Requirement: Find out how many lines of the listing below include "groom" and report only that number.

Input data:
* * * *
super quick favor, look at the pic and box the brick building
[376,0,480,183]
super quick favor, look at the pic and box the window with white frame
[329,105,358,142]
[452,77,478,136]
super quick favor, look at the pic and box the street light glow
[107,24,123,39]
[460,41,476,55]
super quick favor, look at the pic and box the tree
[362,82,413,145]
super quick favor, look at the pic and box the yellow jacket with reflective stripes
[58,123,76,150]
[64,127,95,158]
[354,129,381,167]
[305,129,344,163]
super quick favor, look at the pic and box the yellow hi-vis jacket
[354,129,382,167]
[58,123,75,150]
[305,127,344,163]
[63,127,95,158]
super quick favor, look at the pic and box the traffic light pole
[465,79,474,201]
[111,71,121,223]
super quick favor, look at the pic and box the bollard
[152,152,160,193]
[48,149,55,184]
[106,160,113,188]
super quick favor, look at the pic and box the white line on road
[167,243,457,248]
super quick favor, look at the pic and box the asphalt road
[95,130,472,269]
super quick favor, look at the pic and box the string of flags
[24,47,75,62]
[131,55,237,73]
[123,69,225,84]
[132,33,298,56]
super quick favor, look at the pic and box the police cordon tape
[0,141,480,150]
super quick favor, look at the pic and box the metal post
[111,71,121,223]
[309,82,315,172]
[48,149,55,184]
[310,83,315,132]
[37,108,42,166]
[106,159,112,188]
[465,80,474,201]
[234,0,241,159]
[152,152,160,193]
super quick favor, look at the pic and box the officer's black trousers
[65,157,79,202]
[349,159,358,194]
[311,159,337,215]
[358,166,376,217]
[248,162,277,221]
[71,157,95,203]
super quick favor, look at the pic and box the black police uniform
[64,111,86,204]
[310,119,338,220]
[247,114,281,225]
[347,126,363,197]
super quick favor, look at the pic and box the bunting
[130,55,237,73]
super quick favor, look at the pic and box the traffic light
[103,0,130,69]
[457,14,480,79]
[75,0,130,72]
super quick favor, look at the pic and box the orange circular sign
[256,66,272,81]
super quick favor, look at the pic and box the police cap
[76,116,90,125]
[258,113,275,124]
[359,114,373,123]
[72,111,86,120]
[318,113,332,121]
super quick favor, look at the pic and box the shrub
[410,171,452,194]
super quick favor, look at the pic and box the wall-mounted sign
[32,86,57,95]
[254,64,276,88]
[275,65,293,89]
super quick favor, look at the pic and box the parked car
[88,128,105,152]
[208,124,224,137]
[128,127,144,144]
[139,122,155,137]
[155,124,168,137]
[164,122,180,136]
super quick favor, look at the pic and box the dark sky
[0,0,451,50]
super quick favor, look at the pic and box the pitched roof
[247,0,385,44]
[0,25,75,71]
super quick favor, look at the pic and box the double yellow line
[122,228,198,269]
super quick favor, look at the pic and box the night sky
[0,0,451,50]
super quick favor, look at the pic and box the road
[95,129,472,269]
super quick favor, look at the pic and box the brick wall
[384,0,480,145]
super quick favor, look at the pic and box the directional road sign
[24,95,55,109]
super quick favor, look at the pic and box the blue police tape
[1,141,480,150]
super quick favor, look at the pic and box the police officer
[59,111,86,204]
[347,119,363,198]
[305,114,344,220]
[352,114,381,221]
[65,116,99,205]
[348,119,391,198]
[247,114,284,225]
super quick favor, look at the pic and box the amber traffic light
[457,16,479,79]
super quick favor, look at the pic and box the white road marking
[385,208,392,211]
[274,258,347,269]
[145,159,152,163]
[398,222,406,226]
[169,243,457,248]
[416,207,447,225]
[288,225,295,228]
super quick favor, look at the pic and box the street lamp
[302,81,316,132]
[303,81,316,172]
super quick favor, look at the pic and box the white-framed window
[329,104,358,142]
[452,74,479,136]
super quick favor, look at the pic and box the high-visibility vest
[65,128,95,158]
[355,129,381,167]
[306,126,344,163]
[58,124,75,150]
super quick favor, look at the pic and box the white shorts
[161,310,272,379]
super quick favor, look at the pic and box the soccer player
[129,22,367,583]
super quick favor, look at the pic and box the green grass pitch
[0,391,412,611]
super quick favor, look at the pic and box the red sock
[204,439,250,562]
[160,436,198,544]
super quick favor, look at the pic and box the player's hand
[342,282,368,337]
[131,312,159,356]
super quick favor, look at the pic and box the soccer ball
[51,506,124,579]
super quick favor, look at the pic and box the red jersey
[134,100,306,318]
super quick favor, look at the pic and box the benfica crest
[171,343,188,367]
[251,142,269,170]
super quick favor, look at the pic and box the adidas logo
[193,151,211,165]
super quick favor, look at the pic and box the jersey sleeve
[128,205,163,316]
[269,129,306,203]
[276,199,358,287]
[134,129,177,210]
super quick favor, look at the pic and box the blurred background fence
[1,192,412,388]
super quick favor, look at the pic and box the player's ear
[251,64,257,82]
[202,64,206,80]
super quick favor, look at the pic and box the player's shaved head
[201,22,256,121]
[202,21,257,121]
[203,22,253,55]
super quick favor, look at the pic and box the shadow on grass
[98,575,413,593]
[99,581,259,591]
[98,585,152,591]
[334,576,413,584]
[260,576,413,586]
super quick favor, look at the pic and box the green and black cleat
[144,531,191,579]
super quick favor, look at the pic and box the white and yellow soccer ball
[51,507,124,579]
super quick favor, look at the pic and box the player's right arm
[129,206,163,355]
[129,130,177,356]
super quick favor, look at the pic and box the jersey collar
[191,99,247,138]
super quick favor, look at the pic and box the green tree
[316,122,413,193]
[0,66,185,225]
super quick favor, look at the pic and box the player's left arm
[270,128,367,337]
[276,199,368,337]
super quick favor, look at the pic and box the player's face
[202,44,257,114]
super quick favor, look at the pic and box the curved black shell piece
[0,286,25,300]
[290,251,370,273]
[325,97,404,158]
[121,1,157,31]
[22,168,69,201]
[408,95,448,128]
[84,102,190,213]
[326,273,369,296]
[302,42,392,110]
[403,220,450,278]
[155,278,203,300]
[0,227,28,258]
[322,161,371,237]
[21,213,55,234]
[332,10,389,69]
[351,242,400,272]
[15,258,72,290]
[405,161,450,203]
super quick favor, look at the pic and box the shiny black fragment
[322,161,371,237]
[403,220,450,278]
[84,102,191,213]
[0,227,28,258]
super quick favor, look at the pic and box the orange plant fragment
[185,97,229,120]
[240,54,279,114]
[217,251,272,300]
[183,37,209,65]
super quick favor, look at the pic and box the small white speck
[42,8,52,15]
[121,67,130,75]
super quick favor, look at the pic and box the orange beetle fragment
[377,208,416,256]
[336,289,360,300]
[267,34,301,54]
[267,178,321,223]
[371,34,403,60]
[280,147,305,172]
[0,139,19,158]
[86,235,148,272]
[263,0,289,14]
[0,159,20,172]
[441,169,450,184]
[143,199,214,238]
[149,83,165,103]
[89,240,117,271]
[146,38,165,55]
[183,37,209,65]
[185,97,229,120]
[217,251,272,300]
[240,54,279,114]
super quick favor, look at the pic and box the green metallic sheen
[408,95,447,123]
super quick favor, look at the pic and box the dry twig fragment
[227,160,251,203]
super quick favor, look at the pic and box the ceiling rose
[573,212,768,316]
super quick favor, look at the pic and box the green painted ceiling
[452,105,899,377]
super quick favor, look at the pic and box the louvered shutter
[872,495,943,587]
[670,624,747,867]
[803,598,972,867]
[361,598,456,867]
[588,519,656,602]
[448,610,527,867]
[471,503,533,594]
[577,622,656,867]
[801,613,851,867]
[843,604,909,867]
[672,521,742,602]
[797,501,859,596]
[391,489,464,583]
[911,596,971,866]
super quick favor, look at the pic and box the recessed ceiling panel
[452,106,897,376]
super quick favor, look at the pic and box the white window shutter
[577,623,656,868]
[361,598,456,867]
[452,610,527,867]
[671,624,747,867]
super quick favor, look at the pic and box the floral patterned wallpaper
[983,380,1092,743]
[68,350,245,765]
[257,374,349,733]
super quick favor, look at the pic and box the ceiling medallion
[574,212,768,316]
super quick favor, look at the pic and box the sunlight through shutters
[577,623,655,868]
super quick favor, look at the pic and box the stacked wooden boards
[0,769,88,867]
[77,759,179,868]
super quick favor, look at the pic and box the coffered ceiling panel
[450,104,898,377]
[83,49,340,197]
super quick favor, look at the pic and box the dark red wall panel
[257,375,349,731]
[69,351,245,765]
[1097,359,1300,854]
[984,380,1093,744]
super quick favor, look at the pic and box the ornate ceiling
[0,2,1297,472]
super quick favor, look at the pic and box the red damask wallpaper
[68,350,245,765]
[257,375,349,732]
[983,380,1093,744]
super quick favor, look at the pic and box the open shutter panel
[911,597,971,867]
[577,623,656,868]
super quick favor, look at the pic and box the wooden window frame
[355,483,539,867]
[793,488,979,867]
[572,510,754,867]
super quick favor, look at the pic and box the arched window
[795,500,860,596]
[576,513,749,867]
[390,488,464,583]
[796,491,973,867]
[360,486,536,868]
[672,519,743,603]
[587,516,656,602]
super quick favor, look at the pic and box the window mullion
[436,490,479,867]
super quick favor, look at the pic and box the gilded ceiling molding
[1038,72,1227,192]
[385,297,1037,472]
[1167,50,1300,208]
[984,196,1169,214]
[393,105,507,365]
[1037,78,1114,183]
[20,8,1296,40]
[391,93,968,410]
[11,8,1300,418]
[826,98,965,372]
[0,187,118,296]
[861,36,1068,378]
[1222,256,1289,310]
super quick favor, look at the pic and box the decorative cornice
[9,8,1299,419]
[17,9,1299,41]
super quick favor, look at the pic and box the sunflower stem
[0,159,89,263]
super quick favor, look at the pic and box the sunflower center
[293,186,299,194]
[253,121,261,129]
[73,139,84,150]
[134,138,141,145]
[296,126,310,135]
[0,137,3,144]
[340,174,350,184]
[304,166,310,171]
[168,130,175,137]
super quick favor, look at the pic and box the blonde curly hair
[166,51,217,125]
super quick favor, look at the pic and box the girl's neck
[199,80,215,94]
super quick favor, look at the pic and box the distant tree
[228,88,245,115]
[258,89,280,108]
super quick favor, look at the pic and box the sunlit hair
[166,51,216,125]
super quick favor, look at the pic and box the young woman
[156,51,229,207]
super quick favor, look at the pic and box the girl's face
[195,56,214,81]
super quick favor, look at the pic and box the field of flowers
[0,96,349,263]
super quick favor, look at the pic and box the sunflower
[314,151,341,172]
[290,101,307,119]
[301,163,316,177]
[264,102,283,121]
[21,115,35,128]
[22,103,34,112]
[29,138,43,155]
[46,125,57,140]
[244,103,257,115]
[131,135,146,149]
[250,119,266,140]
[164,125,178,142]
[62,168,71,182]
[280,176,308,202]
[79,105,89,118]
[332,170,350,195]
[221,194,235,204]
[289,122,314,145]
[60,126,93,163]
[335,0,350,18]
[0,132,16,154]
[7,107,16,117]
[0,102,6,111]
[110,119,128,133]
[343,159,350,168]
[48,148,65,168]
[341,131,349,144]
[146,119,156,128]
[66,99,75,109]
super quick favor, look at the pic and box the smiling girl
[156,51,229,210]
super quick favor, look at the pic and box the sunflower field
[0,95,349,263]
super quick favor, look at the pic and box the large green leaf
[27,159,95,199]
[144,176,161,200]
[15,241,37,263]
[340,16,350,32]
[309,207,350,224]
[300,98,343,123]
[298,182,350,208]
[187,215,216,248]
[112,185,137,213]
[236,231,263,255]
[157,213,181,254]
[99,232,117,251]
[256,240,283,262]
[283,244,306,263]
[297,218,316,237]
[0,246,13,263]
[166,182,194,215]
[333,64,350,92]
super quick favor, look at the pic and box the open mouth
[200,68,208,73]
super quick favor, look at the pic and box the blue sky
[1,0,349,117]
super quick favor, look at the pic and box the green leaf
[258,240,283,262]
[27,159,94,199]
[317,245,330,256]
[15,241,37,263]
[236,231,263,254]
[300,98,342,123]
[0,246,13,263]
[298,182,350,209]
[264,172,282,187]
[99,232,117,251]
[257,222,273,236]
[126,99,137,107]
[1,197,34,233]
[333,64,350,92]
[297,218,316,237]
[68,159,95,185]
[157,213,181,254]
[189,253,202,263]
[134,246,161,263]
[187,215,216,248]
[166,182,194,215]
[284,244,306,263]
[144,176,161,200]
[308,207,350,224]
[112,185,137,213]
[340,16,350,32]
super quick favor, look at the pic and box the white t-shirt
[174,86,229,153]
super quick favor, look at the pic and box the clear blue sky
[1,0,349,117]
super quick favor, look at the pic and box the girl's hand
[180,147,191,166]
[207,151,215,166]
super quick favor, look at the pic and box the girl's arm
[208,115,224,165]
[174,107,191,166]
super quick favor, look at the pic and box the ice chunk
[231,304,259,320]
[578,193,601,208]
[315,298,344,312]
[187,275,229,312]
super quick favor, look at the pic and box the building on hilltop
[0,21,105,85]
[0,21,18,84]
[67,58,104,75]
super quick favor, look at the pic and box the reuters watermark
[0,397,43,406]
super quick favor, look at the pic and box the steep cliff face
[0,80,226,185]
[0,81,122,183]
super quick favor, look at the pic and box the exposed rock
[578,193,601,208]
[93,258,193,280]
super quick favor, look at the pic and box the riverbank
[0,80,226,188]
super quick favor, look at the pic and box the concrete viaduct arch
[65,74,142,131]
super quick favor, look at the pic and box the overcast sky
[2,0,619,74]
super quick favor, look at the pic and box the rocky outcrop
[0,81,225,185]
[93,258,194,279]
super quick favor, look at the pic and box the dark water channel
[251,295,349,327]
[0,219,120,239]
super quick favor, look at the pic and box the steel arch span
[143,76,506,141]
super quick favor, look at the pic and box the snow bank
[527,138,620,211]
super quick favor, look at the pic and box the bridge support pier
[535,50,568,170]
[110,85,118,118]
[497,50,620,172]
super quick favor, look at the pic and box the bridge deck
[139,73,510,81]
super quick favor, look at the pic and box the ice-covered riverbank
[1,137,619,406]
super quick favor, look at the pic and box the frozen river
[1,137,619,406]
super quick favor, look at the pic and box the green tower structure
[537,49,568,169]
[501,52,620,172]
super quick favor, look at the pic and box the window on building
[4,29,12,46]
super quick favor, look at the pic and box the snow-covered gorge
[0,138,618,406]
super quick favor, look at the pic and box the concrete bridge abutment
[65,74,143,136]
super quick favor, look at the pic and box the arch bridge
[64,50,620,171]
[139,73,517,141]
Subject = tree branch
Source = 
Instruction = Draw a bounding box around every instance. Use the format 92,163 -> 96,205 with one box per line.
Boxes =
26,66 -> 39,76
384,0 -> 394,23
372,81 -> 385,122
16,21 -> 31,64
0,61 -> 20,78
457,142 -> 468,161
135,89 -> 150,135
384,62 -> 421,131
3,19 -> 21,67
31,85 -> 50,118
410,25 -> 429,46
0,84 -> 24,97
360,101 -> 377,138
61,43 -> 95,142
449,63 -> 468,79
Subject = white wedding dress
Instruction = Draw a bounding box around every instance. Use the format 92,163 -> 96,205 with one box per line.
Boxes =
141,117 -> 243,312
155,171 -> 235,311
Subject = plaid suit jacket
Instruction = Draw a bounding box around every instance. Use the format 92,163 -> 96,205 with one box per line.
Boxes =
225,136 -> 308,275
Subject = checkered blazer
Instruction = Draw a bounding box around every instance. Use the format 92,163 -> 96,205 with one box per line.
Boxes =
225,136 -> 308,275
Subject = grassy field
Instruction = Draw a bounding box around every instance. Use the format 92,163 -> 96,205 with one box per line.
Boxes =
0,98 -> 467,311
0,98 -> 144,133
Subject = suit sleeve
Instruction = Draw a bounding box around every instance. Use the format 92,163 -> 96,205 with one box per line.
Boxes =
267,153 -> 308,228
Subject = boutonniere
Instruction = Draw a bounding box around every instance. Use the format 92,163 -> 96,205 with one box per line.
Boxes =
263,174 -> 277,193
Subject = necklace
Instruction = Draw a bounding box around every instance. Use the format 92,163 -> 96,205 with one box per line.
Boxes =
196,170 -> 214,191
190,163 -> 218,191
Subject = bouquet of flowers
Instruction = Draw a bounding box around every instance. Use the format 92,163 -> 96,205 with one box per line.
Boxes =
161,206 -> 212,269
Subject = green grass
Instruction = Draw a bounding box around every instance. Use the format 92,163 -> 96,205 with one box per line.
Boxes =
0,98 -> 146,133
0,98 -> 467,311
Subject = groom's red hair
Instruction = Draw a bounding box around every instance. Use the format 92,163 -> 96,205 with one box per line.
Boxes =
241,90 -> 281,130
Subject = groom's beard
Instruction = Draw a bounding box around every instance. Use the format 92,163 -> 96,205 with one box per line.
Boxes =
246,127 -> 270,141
* * * *
Your response: 2